#### Information given ####
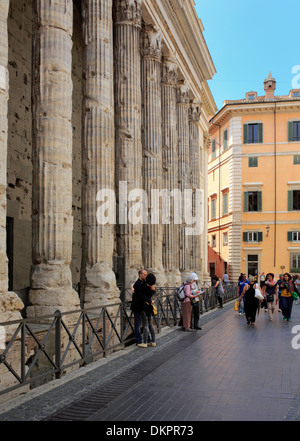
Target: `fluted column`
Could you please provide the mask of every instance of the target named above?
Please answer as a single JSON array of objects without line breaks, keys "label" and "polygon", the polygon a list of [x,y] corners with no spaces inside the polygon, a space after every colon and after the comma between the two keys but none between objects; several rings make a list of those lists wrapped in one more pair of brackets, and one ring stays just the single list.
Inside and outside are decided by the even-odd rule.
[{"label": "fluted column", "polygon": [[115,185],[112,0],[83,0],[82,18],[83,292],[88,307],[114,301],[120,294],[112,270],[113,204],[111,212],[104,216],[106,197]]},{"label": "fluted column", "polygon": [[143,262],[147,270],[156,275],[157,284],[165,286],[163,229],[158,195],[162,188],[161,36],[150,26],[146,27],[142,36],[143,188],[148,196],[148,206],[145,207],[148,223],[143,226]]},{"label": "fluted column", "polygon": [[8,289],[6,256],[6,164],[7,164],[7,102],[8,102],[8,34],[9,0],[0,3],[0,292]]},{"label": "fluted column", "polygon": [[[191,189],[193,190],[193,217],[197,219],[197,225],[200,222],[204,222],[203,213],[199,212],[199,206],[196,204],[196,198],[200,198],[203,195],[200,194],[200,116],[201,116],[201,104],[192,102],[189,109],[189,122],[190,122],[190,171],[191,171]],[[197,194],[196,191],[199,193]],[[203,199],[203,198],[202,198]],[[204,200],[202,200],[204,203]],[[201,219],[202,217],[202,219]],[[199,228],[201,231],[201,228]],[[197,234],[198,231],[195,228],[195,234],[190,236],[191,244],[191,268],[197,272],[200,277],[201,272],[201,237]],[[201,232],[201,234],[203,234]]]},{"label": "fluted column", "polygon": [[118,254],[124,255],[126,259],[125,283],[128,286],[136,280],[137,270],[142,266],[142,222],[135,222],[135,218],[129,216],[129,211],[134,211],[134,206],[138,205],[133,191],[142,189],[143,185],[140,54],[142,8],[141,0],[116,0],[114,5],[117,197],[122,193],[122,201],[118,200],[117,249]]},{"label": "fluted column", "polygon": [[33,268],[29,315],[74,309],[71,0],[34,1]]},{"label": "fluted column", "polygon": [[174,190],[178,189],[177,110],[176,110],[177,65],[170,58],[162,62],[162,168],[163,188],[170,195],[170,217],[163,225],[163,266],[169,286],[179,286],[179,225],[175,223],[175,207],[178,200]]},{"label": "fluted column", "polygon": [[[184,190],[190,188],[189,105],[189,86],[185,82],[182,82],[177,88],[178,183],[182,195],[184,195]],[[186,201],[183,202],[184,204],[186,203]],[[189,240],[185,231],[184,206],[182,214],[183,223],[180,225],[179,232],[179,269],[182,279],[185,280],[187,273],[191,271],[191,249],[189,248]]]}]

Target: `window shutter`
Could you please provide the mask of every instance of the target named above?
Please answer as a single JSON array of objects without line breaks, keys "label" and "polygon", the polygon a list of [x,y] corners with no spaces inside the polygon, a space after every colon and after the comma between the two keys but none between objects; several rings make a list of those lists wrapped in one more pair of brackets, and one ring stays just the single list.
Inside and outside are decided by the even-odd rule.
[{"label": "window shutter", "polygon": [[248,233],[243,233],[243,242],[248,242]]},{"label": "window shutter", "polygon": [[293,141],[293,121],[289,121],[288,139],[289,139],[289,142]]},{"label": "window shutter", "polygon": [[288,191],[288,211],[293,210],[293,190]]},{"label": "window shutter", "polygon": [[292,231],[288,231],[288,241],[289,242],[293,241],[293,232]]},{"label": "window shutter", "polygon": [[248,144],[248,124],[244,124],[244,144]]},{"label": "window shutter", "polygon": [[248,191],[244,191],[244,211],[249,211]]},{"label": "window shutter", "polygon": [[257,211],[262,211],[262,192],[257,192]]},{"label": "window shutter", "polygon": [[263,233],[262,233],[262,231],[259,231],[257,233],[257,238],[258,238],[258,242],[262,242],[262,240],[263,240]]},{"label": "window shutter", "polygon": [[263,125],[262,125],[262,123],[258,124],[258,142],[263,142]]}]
####
What to produce: Restate the entries verbatim and exclude any pictures.

Task answer:
Target: `fluted column`
Could you please provide the mask of every instance of the target named above?
Please answer as a single JSON array of objects without line breaks, keys "label" and "polygon", the polygon a list of [x,y] corners with no spaces inside the polygon, a space after every colon and after the comma between the two keys but none between objects; several rings make a list of those lists wrapped in one more pair of brackets, and one ring stays just the single list.
Inside and outside are decided by the even-odd rule.
[{"label": "fluted column", "polygon": [[115,185],[112,0],[83,0],[82,18],[83,292],[88,307],[114,301],[120,294],[112,270],[113,204],[111,212],[104,216],[106,197]]},{"label": "fluted column", "polygon": [[143,262],[147,270],[156,275],[157,284],[165,286],[163,229],[158,195],[162,188],[161,36],[150,26],[146,27],[142,36],[143,188],[148,196],[148,206],[145,207],[148,223],[143,226]]},{"label": "fluted column", "polygon": [[8,289],[6,256],[6,164],[7,164],[7,102],[8,102],[8,34],[9,0],[0,3],[0,292]]},{"label": "fluted column", "polygon": [[[191,189],[193,190],[193,217],[197,219],[197,225],[200,222],[204,222],[203,213],[199,212],[199,206],[196,204],[196,198],[200,198],[203,195],[200,194],[200,116],[201,116],[201,104],[192,102],[189,109],[189,122],[190,122],[190,171],[191,171]],[[197,194],[196,191],[199,193]],[[203,199],[203,198],[202,198]],[[204,200],[202,200],[204,203]],[[201,219],[202,217],[202,219]],[[199,228],[201,231],[201,228]],[[197,234],[198,231],[195,228],[195,234],[190,236],[191,244],[191,268],[197,272],[200,277],[201,272],[201,237]],[[201,232],[201,234],[203,234]]]},{"label": "fluted column", "polygon": [[118,254],[124,255],[126,259],[125,283],[128,286],[136,280],[137,270],[142,266],[142,222],[135,222],[135,218],[129,216],[129,211],[134,211],[134,206],[138,205],[133,191],[142,189],[143,185],[140,54],[142,8],[141,0],[116,0],[114,5],[117,197],[122,193],[122,201],[118,200],[117,249]]},{"label": "fluted column", "polygon": [[33,268],[29,315],[74,309],[71,0],[34,1]]},{"label": "fluted column", "polygon": [[174,190],[178,189],[177,110],[176,110],[177,65],[170,58],[162,62],[162,168],[163,188],[170,195],[170,217],[163,225],[163,266],[169,286],[179,286],[179,225],[175,223],[175,207],[178,200]]},{"label": "fluted column", "polygon": [[[184,190],[190,188],[189,105],[189,86],[185,82],[182,82],[177,88],[178,183],[182,195],[184,195]],[[186,201],[183,202],[184,204],[186,203]],[[189,240],[185,231],[184,206],[182,214],[183,223],[180,225],[179,232],[179,269],[182,279],[185,280],[187,273],[191,271],[191,249],[189,248]]]}]

Target: `window shutter`
Could you please provide the mask of every instance of the target named above?
Please answer as a single JSON array of objects without line breaks, keys "label" and "polygon", the polygon a list of [x,y] corners with no spaces inside the polygon, a space after every colon and after the comma between the two keys but none between objects; several rings make a list of those lists wrapped in one more pair of brackets, and one ring stays just the single list.
Inside and outside are decided by the even-odd rule.
[{"label": "window shutter", "polygon": [[248,233],[243,233],[243,242],[248,242]]},{"label": "window shutter", "polygon": [[293,141],[293,121],[289,121],[288,139],[289,139],[289,142]]},{"label": "window shutter", "polygon": [[288,191],[288,211],[293,210],[293,190]]},{"label": "window shutter", "polygon": [[292,231],[288,231],[288,241],[289,242],[293,241],[293,232]]},{"label": "window shutter", "polygon": [[248,144],[248,124],[244,124],[244,144]]},{"label": "window shutter", "polygon": [[248,191],[244,191],[244,211],[249,211]]},{"label": "window shutter", "polygon": [[257,211],[262,211],[262,192],[257,192]]},{"label": "window shutter", "polygon": [[263,233],[262,233],[262,231],[259,231],[257,233],[257,238],[258,238],[258,242],[262,242],[262,240],[263,240]]},{"label": "window shutter", "polygon": [[263,125],[262,125],[262,123],[258,124],[258,142],[263,142]]}]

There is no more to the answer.